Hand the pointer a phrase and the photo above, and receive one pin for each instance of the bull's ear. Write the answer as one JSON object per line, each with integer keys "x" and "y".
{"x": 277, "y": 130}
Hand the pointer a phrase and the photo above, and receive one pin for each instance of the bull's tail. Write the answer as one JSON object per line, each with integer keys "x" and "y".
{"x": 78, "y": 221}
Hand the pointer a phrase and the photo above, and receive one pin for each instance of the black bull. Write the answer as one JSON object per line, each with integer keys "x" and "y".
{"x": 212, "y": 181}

• • • •

= What is expected =
Produce an exact copy of all the records.

= Reply to the task =
Hand the pointer a phrase and the photo above, and receive one pin for each instance of the bull's ear. Write the answer as one JSON object per line, each with integer keys "x" and "y".
{"x": 277, "y": 130}
Hand the pointer a phrase and the photo above, and receive one pin for each instance of the bull's tail. Write the answer as one JSON object per line, each with integer keys "x" and "y".
{"x": 78, "y": 221}
Hand the pointer a phrase and the photo above, and receive one pin for each instance of the black bull. Write the answer as one JSON object per line, each with integer keys "x" and "y".
{"x": 212, "y": 181}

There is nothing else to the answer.